◆ **YOUR OBJECTIVE**
Replace "top-left corner" with "upper-left corner" in everything from the start of the records down to the line containing "10 72 L 8 63", and give those lines again with nothing else changed.

◆ **DATA SHOWN**
━━━━━━━━

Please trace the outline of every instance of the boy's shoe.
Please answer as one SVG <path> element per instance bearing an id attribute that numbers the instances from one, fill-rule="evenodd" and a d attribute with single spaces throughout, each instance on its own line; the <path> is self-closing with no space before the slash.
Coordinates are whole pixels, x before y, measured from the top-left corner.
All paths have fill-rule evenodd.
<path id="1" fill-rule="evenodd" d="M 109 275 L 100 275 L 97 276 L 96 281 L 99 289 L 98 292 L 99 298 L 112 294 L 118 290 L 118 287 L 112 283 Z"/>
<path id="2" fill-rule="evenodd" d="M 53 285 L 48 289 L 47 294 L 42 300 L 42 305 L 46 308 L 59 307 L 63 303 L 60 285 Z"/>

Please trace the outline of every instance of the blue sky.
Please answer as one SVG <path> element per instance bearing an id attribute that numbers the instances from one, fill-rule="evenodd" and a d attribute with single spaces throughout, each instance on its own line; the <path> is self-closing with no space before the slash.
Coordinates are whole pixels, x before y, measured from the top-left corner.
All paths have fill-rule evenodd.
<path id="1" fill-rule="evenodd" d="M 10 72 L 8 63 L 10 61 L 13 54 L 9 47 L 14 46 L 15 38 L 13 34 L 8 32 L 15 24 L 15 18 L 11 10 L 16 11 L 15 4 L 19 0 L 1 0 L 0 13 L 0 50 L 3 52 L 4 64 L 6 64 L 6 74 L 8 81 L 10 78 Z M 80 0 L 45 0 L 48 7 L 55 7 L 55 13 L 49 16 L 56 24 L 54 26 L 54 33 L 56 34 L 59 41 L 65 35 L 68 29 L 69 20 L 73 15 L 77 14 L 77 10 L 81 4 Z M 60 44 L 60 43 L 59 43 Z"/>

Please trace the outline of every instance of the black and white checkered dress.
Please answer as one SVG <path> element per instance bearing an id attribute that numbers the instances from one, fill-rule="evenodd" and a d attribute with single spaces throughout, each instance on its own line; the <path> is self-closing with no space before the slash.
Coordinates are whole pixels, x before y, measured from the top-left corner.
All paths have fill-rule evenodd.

━━━━━━━━

◆ **SOLUTION TO THIS TASK**
Please trace the outline of every instance of the boy's shoe.
Please answer as one SVG <path> element per instance bearing an id attribute that numbers the instances from one, fill-rule="evenodd" and a d attribute with single spaces throughout, each instance on its own line; the <path> is self-closing with no space before the slash.
Coordinates are whole pixels, x before y, measured from the upper-left corner.
All paths have fill-rule evenodd.
<path id="1" fill-rule="evenodd" d="M 109 275 L 100 275 L 97 276 L 96 281 L 99 289 L 98 292 L 99 298 L 112 294 L 118 290 L 118 287 L 112 283 Z"/>
<path id="2" fill-rule="evenodd" d="M 53 285 L 48 289 L 47 294 L 42 300 L 42 305 L 46 308 L 59 307 L 63 303 L 60 285 Z"/>

Please trace the outline of every instance of the blue sky.
Please answer as one SVG <path> element per instance bearing an id attribute that numbers the instances from one, fill-rule="evenodd" and a d attribute with single spaces throughout, each instance on its own line; the <path> is self-closing with no space before the slash.
Coordinates are whole pixels, x before y, measured from the upper-left corner.
All paths have fill-rule evenodd.
<path id="1" fill-rule="evenodd" d="M 10 72 L 8 63 L 10 61 L 13 54 L 9 47 L 14 46 L 15 38 L 13 34 L 8 32 L 15 24 L 15 18 L 11 10 L 16 11 L 15 4 L 19 0 L 1 0 L 0 13 L 0 50 L 3 52 L 4 64 L 6 64 L 6 74 L 8 81 L 10 78 Z M 80 0 L 45 0 L 48 7 L 55 7 L 55 13 L 49 16 L 56 24 L 54 26 L 54 33 L 56 34 L 59 41 L 65 35 L 68 29 L 69 20 L 73 15 L 77 14 L 77 10 L 81 4 Z M 60 44 L 60 43 L 59 43 Z"/>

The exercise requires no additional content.